Copy every line of the listing that holds the string "nose".

※ ※ ※

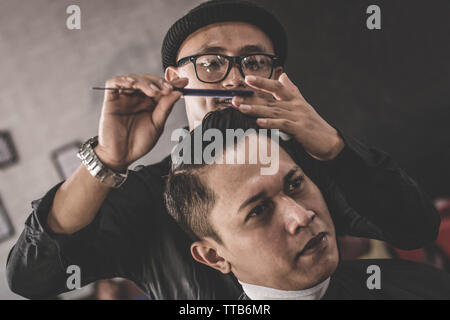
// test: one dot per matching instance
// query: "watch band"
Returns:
(97, 168)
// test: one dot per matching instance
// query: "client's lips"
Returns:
(316, 243)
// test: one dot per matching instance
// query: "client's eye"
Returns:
(258, 210)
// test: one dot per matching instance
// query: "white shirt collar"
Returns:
(256, 292)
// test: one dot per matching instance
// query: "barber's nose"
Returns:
(295, 215)
(234, 79)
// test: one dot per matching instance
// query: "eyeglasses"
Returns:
(214, 68)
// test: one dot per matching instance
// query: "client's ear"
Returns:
(204, 253)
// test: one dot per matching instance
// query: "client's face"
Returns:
(276, 230)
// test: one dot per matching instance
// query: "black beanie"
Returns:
(220, 11)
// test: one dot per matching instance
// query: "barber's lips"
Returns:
(316, 244)
(224, 102)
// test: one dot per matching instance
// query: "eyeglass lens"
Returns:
(212, 68)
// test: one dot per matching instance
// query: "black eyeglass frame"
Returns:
(232, 60)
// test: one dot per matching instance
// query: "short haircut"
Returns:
(188, 199)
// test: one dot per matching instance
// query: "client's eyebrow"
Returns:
(262, 194)
(252, 48)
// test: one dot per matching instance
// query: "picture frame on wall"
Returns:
(65, 159)
(8, 153)
(6, 228)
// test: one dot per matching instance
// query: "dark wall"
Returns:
(388, 87)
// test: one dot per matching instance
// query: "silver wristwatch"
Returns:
(97, 168)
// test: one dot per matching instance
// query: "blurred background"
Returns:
(390, 88)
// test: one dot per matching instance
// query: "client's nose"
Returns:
(295, 215)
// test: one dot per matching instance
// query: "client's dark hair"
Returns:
(188, 200)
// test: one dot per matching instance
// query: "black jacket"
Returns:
(134, 237)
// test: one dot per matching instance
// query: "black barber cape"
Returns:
(134, 237)
(397, 280)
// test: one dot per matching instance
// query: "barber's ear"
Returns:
(171, 73)
(203, 252)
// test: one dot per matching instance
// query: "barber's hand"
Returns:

※ ※ ※

[Answer to the problem]
// query: "barber's nose"
// query: "client's nose"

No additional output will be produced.